(The data):

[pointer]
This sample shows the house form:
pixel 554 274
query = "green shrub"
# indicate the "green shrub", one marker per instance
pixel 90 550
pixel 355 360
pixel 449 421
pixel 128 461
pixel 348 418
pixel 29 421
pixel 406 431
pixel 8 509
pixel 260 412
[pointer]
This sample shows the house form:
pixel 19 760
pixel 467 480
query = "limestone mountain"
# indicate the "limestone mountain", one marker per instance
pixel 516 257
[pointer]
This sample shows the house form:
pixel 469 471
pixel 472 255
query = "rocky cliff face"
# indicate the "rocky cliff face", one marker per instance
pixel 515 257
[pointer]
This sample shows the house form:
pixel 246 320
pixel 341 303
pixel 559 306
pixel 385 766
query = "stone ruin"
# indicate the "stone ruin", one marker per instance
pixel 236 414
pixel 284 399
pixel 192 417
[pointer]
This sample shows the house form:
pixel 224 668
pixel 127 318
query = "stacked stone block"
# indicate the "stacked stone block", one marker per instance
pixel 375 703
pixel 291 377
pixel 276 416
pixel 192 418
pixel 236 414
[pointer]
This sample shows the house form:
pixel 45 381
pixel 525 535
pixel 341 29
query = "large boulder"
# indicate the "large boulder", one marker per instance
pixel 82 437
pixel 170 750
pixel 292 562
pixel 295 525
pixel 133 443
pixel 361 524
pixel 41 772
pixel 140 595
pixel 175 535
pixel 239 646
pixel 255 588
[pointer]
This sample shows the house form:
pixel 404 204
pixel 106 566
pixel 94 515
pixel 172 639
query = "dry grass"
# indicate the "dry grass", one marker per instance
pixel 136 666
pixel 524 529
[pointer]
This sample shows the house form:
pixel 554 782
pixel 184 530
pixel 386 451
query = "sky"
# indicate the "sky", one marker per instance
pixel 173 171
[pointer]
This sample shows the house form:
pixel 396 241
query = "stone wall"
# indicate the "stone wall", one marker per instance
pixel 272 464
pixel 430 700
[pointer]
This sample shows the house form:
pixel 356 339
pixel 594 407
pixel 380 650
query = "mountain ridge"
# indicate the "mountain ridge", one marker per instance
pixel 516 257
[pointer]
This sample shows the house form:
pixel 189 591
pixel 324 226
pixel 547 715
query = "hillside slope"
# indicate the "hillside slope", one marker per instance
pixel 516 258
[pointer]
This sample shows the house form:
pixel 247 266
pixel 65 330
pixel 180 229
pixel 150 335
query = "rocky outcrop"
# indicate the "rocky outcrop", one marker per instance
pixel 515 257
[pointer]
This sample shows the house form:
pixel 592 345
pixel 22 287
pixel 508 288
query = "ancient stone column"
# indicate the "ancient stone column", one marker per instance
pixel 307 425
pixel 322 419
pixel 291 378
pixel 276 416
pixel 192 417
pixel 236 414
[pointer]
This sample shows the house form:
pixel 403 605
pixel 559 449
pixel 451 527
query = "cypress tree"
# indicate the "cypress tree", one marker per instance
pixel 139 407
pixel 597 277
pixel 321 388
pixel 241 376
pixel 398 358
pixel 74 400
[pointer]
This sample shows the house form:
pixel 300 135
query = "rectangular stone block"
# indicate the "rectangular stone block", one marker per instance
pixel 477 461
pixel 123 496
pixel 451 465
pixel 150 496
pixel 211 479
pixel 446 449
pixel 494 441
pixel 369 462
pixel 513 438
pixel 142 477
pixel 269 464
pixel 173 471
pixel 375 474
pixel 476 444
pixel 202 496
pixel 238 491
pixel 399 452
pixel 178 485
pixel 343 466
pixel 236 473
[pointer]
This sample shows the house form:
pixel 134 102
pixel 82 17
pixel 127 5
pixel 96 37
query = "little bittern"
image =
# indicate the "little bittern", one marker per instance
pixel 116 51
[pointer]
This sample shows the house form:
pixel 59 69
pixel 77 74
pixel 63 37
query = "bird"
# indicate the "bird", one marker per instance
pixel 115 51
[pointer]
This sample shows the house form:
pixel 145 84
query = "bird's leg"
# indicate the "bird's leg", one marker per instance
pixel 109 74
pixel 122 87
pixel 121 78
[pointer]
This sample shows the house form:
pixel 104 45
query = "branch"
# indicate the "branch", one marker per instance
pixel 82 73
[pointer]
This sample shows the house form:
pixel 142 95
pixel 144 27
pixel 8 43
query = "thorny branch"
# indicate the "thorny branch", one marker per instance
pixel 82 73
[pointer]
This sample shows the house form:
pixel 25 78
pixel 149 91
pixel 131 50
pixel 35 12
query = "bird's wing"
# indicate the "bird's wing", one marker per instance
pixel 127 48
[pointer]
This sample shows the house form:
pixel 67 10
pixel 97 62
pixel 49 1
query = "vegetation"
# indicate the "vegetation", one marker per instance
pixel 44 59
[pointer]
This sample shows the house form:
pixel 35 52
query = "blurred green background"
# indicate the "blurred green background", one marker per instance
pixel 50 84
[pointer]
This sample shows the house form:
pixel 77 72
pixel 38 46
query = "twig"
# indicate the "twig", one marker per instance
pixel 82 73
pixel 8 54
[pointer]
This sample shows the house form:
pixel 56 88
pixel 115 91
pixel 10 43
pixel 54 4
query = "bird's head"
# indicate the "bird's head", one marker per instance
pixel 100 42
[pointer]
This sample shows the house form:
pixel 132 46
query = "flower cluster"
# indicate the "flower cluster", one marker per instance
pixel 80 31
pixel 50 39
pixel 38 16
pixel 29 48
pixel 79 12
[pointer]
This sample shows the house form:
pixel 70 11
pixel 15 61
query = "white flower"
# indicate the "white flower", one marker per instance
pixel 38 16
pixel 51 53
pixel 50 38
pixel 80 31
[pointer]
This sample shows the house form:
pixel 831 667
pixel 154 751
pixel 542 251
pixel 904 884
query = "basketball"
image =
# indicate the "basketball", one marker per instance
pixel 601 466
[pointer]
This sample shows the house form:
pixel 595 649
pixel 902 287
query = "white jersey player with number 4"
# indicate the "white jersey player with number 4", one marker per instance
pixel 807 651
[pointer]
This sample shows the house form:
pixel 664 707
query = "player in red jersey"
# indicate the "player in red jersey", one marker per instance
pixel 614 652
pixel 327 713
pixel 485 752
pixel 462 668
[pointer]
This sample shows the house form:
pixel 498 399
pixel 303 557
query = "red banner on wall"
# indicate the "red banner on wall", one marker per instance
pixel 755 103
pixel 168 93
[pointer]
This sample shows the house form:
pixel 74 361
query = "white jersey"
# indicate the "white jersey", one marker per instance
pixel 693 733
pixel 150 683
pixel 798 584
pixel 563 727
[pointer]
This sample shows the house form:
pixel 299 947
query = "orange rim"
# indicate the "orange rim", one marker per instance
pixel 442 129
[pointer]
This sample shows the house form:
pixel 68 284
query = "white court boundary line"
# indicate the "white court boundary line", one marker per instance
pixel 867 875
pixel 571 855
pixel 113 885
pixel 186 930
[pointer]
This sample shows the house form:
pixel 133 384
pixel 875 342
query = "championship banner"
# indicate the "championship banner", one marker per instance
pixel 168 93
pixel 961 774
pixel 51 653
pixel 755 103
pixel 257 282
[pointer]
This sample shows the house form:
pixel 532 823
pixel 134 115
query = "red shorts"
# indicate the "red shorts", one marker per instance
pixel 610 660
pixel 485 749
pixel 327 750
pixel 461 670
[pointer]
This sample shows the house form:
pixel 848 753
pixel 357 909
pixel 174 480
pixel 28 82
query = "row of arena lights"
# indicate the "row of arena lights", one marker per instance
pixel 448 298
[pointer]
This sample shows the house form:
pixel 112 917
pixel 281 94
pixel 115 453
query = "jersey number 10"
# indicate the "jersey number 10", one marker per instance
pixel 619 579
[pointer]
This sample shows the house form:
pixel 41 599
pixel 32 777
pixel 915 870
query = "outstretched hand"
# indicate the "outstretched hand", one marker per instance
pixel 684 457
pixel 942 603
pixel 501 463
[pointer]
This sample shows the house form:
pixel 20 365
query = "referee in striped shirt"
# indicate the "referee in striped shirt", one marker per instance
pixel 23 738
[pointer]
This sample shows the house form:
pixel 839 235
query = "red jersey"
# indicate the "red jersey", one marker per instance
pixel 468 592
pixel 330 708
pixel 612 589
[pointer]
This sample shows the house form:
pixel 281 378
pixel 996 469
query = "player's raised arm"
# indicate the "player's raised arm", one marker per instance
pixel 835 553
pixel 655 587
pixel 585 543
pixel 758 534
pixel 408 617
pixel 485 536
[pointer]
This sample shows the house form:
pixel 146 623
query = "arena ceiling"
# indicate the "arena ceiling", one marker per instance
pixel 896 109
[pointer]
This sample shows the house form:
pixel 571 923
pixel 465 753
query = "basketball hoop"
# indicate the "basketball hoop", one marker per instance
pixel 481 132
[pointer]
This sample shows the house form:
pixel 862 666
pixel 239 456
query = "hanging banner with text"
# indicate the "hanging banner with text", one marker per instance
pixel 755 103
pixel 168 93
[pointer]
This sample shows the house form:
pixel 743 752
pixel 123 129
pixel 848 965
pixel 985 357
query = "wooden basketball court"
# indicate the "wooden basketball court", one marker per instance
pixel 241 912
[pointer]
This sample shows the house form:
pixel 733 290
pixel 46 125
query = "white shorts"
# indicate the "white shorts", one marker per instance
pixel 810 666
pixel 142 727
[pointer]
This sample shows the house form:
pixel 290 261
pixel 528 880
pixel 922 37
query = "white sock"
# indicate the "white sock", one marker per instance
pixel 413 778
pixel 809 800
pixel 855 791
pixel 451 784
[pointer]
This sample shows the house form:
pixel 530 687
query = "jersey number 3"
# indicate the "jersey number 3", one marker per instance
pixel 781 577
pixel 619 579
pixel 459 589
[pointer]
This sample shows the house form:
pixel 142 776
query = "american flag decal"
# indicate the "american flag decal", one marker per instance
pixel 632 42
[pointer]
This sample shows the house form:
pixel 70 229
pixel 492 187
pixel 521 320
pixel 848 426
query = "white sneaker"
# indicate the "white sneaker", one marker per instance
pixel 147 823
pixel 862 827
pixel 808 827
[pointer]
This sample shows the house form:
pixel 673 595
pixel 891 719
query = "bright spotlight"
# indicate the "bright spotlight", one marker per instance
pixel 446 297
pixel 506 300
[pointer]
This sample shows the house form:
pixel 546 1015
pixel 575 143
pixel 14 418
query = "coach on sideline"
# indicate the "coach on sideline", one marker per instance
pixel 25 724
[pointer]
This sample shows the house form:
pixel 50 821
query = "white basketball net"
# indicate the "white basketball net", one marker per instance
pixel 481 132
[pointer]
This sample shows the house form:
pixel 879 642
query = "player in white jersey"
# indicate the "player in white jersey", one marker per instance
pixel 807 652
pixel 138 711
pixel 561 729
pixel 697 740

(Given exercise): Format the data from its first line through the line containing "pixel 260 412", both included, as a Markdown table with the columns n and Line: put the row number under n and the line under Line, and leave out any blank lines.

(Result of this exercise):
| n | Line |
|---|---|
| 1 | [pointer] |
| 2 | This sample shows the house form: |
| 3 | pixel 554 274 |
| 4 | query = "green shrub" |
| 5 | # indicate the "green shrub", one marker per instance |
| 6 | pixel 90 550 |
| 7 | pixel 355 360 |
| 8 | pixel 449 421 |
| 9 | pixel 128 461 |
| 10 | pixel 348 418 |
| 11 | pixel 29 421 |
| 12 | pixel 406 431 |
| 13 | pixel 8 509 |
| 14 | pixel 260 412 |